Pareciera que todo el mundo buscara un Fiscal Nacional de paja o, al menos, instalar un proceso tan golpeado que será imposible aplicar con legitimidad políticas correctivas. Por lo tanto, lo que el país puede tener al frente es que el neo corporativismo que domina la institucionalidad del Estado, termine también por dominar definitivamente el Ministerio Público. Casi una garantía de que no habrá ni investigación penal o sanciones que pongan atajo a la amenaza de seguridad que tiene el país, ya sea porque se manipule el sorteo judicial de causas, no se controle las fronteras o pasen inadvertidas las licitaciones públicas fraudulentas.
· · · · ·
- EJERCICIOS:
- 1) Reproduce sin cambios el tramo del fragmento sobre el Fiscal Nacional que va desde "Pareciera que todo" hasta "licitaciones públicas fraudulentas.".
- 2) Responde según el fragmento sobre el Fiscal Nacional:
(a) ¿Qué podría terminar por dominar definitivamente el Ministerio Público?
(b) ¿Qué sorteo se señala como susceptible de ser manipulado?
(c) ¿Qué clase de licitaciones podrían pasar inadvertidas?
- 3) Prolonga el fragmento sobre el Fiscal Nacional a partir de su última oración.
Las filas no intervienen en ninguna de estas actividades.

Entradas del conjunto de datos
· · · · ·
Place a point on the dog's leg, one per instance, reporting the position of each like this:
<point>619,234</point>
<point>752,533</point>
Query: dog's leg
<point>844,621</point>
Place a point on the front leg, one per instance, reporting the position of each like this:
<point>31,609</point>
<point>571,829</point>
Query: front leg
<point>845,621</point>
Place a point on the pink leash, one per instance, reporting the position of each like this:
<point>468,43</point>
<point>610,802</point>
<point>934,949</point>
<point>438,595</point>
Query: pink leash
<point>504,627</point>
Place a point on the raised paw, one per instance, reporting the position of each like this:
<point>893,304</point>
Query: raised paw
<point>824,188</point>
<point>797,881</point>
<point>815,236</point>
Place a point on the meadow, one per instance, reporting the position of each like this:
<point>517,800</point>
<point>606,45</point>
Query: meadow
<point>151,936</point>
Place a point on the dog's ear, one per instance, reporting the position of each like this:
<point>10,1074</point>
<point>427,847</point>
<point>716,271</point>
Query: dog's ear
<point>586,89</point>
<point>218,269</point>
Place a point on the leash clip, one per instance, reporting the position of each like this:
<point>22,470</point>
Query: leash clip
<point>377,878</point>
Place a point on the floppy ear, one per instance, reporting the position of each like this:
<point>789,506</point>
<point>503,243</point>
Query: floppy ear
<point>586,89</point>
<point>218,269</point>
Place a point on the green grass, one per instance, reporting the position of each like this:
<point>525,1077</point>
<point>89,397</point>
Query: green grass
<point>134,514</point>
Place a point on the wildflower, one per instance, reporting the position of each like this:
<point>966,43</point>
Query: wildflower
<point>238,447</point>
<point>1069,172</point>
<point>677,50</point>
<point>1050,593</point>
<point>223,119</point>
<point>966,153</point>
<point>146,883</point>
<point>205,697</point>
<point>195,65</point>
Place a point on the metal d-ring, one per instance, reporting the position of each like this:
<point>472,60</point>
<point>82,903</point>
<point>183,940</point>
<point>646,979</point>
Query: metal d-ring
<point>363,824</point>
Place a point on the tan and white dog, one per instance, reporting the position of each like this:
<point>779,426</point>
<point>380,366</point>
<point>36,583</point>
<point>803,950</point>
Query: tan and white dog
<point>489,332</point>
· · · · ·
- SOLUCIONES:
- 1)
Pareciera que todo el mundo buscara un Fiscal Nacional de paja o, al menos, instalar un proceso tan golpeado que será imposible aplicar con legitimidad políticas correctivas. Por lo tanto, lo que el país puede tener al frente es que el neo corporativismo que domina la institucionalidad del Estado, termine también por dominar definitivamente el Ministerio Público. Casi una garantía de que no habrá ni investigación penal o sanciones que pongan atajo a la amenaza de seguridad que tiene el país, ya sea porque se manipule el sorteo judicial de causas, no se controle las fronteras o pasen inadvertidas las licitaciones públicas fraudulentas.

- 2)
(a) El neo corporativismo que domina la institucionalidad del Estado.
(b) El sorteo judicial de causas.
(c) Las licitaciones públicas fraudulentas.

- 3)
En estas circunstancias de feble control administrativo, (la Auditoria Interna General de Gobierno no funciona) existe el riesgo de que se haga una verdadera piñata en el sector minero del litio, por ejemplo, dado que el recurso está a medio camino de una judicialización belicosa entre intereses corporativos privados y empresas del Estado, con fuerte participación de autoridades de gobierno, entre ellos el Subsecretario de Minería Willy Kracht. El tema, de especial relevancia para el desarrollo del país, es un campo fértil para acuerdos público privados positivos, pero también para prácticas corruptivas, al tratarse de una actividad de miles de millones de dólares en los próximos veinte o treinta años, y con pocos, muy pocos, competidores.
Al no existir un Ministerio Público sólido y de amplio respaldo político y gubernamental, son pocas las posibilidades de contener si algo así ocurriera, luego de la mala lección aprendida que dejó el financiamiento ilegal de la política. A lo que ahora habría que agregar lo que ocurre con el nombramiento del Fiscal Nacional.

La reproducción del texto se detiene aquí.